─── Input material

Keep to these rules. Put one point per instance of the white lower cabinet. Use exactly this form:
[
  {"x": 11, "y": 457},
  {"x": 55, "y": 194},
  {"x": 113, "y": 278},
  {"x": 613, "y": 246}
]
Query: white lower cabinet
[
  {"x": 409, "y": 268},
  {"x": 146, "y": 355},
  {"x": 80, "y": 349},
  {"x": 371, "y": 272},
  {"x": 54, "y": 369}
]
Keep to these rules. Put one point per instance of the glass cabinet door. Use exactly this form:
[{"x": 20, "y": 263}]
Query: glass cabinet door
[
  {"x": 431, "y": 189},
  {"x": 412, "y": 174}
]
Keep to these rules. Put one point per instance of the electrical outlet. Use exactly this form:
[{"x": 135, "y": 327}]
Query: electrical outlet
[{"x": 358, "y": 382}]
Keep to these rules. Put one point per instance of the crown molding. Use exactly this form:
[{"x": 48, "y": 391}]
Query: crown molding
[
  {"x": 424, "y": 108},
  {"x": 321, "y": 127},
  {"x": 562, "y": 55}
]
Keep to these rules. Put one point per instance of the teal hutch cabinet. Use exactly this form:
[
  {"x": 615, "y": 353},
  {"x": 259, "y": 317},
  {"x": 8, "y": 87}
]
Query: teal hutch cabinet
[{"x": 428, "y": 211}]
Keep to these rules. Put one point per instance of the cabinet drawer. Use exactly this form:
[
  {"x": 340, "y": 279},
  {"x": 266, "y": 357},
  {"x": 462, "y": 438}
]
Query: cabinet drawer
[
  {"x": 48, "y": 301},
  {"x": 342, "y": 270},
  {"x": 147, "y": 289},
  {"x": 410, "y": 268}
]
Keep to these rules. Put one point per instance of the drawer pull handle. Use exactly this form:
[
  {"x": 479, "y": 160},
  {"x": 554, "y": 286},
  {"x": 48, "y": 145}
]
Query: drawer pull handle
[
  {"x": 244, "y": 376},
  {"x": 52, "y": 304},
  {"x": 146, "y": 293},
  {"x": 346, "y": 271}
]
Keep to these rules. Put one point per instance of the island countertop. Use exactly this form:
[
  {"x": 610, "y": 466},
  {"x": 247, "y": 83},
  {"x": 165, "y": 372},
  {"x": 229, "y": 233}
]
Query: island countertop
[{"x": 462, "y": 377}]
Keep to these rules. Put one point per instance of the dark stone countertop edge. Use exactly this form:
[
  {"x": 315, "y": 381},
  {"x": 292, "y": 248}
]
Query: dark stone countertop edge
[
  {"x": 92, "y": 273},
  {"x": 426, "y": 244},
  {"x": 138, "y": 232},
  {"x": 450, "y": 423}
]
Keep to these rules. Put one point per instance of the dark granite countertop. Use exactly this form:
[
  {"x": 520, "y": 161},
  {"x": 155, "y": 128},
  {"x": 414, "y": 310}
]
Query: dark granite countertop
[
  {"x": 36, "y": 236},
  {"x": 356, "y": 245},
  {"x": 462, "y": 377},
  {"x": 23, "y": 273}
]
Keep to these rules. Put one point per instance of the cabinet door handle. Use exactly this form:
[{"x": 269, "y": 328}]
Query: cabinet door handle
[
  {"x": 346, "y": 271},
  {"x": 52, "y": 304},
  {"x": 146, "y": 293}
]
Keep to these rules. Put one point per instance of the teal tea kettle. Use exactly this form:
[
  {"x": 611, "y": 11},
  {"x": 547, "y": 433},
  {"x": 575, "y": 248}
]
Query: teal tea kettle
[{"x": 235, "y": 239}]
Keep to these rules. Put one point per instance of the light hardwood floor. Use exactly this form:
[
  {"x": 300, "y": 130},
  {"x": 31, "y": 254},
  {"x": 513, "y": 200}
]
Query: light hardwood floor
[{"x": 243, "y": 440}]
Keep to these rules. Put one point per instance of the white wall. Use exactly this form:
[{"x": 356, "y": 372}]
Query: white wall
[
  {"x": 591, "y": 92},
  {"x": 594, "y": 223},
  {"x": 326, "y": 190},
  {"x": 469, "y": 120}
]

──────

Copy every record exactly as presented.

◆ Result:
Keep to these rules. Put one point per instance of the white lower cabinet. Use exactly this form:
[
  {"x": 11, "y": 457},
  {"x": 55, "y": 194},
  {"x": 113, "y": 278},
  {"x": 613, "y": 246}
]
Query: white lower cabinet
[
  {"x": 409, "y": 268},
  {"x": 146, "y": 355},
  {"x": 80, "y": 349},
  {"x": 371, "y": 272},
  {"x": 54, "y": 369}
]
Keep to these rules. Put one point per instance of the glass cabinet door. Use exactly this form:
[{"x": 20, "y": 263}]
Query: glass cabinet door
[
  {"x": 431, "y": 189},
  {"x": 412, "y": 174}
]
Keep to these rules. Put one point per instance of the electrical outlet. Use exactly this form:
[{"x": 135, "y": 327}]
Query: electrical outlet
[{"x": 358, "y": 382}]
Keep to these rules. Put one point per instance of the crown molding. Use exactly this form:
[{"x": 48, "y": 391}]
Query: crown molding
[
  {"x": 424, "y": 108},
  {"x": 321, "y": 127},
  {"x": 562, "y": 55}
]
Keep to these rules. Put one point per instance of the teal hutch cabinet. Use exactly this form:
[
  {"x": 615, "y": 353},
  {"x": 259, "y": 317},
  {"x": 8, "y": 87}
]
Query: teal hutch cabinet
[{"x": 428, "y": 211}]
Keep to these rules. Put one point per instance of the cabinet drawer. Use exactly this form:
[
  {"x": 340, "y": 279},
  {"x": 266, "y": 357},
  {"x": 462, "y": 438}
]
Query: cabinet drawer
[
  {"x": 48, "y": 301},
  {"x": 342, "y": 270},
  {"x": 147, "y": 289},
  {"x": 410, "y": 268}
]
Keep to these rules. Put one point per instance of the drawer pull handle. Use exactly this form:
[
  {"x": 479, "y": 160},
  {"x": 554, "y": 286},
  {"x": 48, "y": 145}
]
Query: drawer pull handle
[
  {"x": 244, "y": 376},
  {"x": 52, "y": 304},
  {"x": 146, "y": 293},
  {"x": 346, "y": 271}
]
Keep to these rules. Put one point per instance of the island countertop. Use exactly this form:
[
  {"x": 610, "y": 466},
  {"x": 247, "y": 83},
  {"x": 165, "y": 372},
  {"x": 229, "y": 233}
]
Query: island countertop
[{"x": 462, "y": 377}]
Keep to these rules. Put one point per instance of the dark stone countertop edge. Use exactly this form:
[
  {"x": 315, "y": 381},
  {"x": 292, "y": 248}
]
Query: dark stone countertop edge
[
  {"x": 92, "y": 273},
  {"x": 426, "y": 244},
  {"x": 138, "y": 232},
  {"x": 450, "y": 423}
]
Keep to these rules. Put one point per instance of the dark granite countertop. Use exactly this form:
[
  {"x": 520, "y": 161},
  {"x": 155, "y": 128},
  {"x": 414, "y": 310}
]
Query: dark granite countertop
[
  {"x": 36, "y": 236},
  {"x": 356, "y": 245},
  {"x": 462, "y": 377},
  {"x": 23, "y": 273}
]
Keep to these rules. Put one point per instance of the cabinet door handle. Use exactly this form:
[{"x": 269, "y": 328}]
Query: cabinet door handle
[
  {"x": 346, "y": 271},
  {"x": 52, "y": 304},
  {"x": 146, "y": 293}
]
Keep to these rules. Put one point per instance of the teal tea kettle. Use exactly this form:
[
  {"x": 611, "y": 11},
  {"x": 547, "y": 433},
  {"x": 575, "y": 248}
]
Query: teal tea kettle
[{"x": 235, "y": 239}]
Keep to these rules. Put one point per instance of the light hardwood floor. Use exactly this form:
[
  {"x": 300, "y": 130},
  {"x": 31, "y": 254},
  {"x": 513, "y": 200}
]
Query: light hardwood floor
[{"x": 243, "y": 440}]
Keep to these rules. Put one point per instance of the white wall. Use exactly this form:
[{"x": 356, "y": 372}]
Query: white wall
[
  {"x": 591, "y": 92},
  {"x": 594, "y": 223},
  {"x": 326, "y": 190},
  {"x": 469, "y": 120}
]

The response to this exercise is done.